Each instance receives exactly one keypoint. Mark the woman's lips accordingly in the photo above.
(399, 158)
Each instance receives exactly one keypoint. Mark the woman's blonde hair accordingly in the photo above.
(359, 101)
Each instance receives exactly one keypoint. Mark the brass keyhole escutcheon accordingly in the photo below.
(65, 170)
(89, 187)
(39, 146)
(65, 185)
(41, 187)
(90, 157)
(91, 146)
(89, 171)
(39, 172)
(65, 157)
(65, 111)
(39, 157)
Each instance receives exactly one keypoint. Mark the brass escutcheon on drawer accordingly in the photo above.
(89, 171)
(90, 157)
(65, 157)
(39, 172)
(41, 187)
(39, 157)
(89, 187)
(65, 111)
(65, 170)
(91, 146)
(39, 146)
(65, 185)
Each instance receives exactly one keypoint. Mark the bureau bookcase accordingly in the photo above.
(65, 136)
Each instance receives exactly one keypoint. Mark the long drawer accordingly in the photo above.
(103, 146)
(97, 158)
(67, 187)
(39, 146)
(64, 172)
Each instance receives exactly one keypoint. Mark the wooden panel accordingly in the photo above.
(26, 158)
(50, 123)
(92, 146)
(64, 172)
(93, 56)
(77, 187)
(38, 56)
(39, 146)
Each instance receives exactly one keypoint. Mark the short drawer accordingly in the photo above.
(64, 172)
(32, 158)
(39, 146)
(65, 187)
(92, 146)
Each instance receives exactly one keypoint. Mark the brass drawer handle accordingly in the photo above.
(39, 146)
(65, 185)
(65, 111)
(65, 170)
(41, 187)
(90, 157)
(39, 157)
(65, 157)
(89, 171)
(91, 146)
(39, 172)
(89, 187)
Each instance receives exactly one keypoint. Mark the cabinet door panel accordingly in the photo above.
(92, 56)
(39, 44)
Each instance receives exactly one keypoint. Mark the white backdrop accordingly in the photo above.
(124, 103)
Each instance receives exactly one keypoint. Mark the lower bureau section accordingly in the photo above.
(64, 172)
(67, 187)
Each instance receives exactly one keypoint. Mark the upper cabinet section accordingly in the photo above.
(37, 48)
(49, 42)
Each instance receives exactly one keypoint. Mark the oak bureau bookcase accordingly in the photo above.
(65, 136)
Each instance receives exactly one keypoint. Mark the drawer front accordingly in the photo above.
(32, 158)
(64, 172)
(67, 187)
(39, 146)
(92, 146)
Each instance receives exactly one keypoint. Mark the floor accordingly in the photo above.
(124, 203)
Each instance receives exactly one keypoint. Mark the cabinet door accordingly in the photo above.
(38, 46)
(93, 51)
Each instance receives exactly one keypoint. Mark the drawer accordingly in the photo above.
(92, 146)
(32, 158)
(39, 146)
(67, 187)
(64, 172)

○ ○ ○ ○

- _THE TASK_
Convert all of the entries above into a JSON list of strings, one string per line, omitting blank lines.

- _SOLUTION TO THIS EXERCISE_
[
  "Each instance receives exactly one keypoint. Mark the woman's lips accordingly in the photo above.",
  "(399, 158)",
  "Each instance receives exactly one keypoint. Mark the woman's blonde hair accordingly in the photo above.",
  "(359, 101)",
  "Each instance receives exactly one keypoint. Mark the brass keyhole escutcheon accordingly in the photo below.",
  "(65, 170)",
  "(89, 187)",
  "(39, 146)",
  "(65, 185)",
  "(41, 187)",
  "(90, 157)",
  "(91, 146)",
  "(89, 171)",
  "(39, 172)",
  "(65, 157)",
  "(65, 111)",
  "(39, 157)",
  "Each instance receives exactly one keypoint. Mark the brass escutcheon on drawer accordingly in the photo above.",
  "(89, 171)",
  "(90, 157)",
  "(65, 157)",
  "(39, 172)",
  "(41, 187)",
  "(39, 157)",
  "(89, 187)",
  "(65, 111)",
  "(65, 170)",
  "(91, 146)",
  "(39, 146)",
  "(65, 185)",
  "Each instance receives exactly one keypoint. Mark the bureau bookcase accordingly in the photo above.",
  "(65, 136)",
  "Each instance receives exactly one keypoint. Mark the long drawer accordingly in the photo above.",
  "(103, 146)",
  "(97, 158)",
  "(67, 187)",
  "(39, 146)",
  "(64, 172)",
  "Each instance receives exactly one keypoint. Mark the wooden panel accordingly in the photo above.",
  "(26, 158)",
  "(50, 123)",
  "(92, 146)",
  "(64, 172)",
  "(93, 56)",
  "(77, 187)",
  "(38, 56)",
  "(39, 146)",
  "Each instance receives exactly one keypoint. Mark the short drawer accordingly in the photo above.",
  "(64, 172)",
  "(32, 158)",
  "(39, 146)",
  "(65, 187)",
  "(92, 146)",
  "Each instance receives exactly one keypoint. Mark the brass drawer handle accordingly in the photo above.",
  "(39, 146)",
  "(65, 185)",
  "(65, 111)",
  "(65, 170)",
  "(41, 187)",
  "(90, 157)",
  "(39, 157)",
  "(65, 157)",
  "(89, 171)",
  "(91, 146)",
  "(39, 172)",
  "(89, 187)",
  "Each instance receives exactly one keypoint. Mark the cabinet door panel accordingly in the photo above.",
  "(92, 56)",
  "(39, 44)",
  "Each instance receives exactly one keypoint. Mark the white backdrop accordingly in the photo above.",
  "(124, 103)",
  "Each instance receives exactly one keypoint. Mark the lower bureau section accordingly in the photo above.",
  "(64, 172)",
  "(67, 187)",
  "Each instance receives exactly one keypoint. Mark the upper cabinet section accordingly in the photo above.",
  "(37, 48)",
  "(49, 42)",
  "Each instance receives exactly one keypoint. Mark the oak bureau bookcase accordingly in the photo above.",
  "(65, 136)",
  "Each instance receives exactly one keypoint. Mark the drawer front accordingly in the photo above.",
  "(32, 158)",
  "(64, 172)",
  "(67, 187)",
  "(39, 146)",
  "(92, 146)",
  "Each instance receives exactly one keypoint. Mark the floor accordingly in the photo above.",
  "(124, 203)",
  "Each instance receives exactly one keypoint. Mark the cabinet door accordingly in the photo above.",
  "(38, 46)",
  "(93, 51)",
  "Each instance receives exactly one keypoint. Mark the drawer accordingly in the photo above.",
  "(92, 146)",
  "(32, 158)",
  "(39, 146)",
  "(67, 187)",
  "(64, 172)"
]